## PROBLEM A
Write out the text about Alexa in household appliances, everything from "But what exactly" down to "I'm talking about.".
## PROBLEM B
According to the text about Alexa in household appliances, at what event are the many appliances with Alexa built in being demonstrated this week?

*** EXERCISE TEXT ***

Errm...
But what exactly IS it?
Alexa is built into so many appliances being demonstrated at IFA this week, you need a map* to them all. Basically it's everywhere, and on a global scale appears to be decisively winning the platform battle with Google. So it's no surprise that Huawei's first attempt at cracking the European consumer electronics business …
"Alexa, how much food has gone off since I went out on the lash last Tuesday?"
"Welcome home, Rich 11. I'll put it this way: you don't want me to open the fridge door."
"Thanks, Alexa."
(There's a HAL9000 pastiche in there somewhere, but I'm too hungover to write it.)
Short of asking the fridge door to open, there isn't much you'd want to "ask" or "tell" a fridge
How about to clean* itself?
* Dirk Gently and his Housecleaner will know what I'm talking about.
Until they manage that, I'll stick to something 'dumb'. At least it's still easy to buy a fridge without 'smarts' unlike TVs.

*** End of EXERCISE TEXT ***
*** DATA FOR ANALYSIS ***

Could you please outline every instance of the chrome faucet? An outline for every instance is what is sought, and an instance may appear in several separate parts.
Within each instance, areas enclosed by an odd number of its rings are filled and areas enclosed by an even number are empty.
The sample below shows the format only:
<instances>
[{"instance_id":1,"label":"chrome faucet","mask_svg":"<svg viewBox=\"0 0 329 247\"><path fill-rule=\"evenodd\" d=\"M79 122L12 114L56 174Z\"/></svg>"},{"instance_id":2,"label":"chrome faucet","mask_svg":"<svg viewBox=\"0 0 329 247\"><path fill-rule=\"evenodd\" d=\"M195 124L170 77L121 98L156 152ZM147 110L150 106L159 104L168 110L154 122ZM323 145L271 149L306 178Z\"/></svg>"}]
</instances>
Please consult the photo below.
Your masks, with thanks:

*** End of DATA FOR ANALYSIS ***
*** DATA FOR ANALYSIS ***

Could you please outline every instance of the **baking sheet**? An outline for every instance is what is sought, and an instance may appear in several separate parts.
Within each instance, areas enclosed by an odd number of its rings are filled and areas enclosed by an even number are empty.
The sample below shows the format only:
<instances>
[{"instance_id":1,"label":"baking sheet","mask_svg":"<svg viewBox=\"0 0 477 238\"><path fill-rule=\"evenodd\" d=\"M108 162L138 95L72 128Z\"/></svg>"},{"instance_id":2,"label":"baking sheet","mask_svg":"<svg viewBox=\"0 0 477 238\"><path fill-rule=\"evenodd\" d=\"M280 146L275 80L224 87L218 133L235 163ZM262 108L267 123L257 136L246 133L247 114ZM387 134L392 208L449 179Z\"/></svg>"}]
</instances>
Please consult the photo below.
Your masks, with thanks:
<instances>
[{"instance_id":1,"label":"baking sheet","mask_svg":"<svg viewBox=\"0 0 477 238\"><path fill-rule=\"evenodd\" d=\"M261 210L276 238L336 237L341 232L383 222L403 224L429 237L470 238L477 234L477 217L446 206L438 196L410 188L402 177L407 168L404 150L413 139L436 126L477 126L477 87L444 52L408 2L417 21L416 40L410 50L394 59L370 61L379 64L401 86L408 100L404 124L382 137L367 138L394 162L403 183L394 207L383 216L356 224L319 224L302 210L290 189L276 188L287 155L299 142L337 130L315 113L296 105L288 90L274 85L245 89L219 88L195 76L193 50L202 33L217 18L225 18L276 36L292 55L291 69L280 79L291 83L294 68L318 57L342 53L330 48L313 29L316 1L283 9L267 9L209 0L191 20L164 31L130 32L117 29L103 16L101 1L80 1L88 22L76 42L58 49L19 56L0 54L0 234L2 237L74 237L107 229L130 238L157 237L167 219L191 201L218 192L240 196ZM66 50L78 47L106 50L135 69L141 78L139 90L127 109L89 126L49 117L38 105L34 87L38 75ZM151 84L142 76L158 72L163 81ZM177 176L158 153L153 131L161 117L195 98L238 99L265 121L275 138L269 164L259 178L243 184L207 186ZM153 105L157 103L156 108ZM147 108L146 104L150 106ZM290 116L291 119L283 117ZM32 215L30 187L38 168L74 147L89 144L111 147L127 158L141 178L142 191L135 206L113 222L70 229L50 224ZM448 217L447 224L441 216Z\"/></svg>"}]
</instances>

*** End of DATA FOR ANALYSIS ***

## ANSWER SECTION A
But what exactly IS it?
Alexa is built into so many appliances being demonstrated at IFA this week, you need a map* to them all. Basically it's everywhere, and on a global scale appears to be decisively winning the platform battle with Google. So it's no surprise that Huawei's first attempt at cracking the European consumer electronics business …
"Alexa, how much food has gone off since I went out on the lash last Tuesday?"
"Welcome home, Rich 11. I'll put it this way: you don't want me to open the fridge door."
"Thanks, Alexa."
(There's a HAL9000 pastiche in there somewhere, but I'm too hungover to write it.)
Short of asking the fridge door to open, there isn't much you'd want to "ask" or "tell" a fridge
How about to clean* itself?
* Dirk Gently and his Housecleaner will know what I'm talking about.

## ANSWER SECTION B
IFA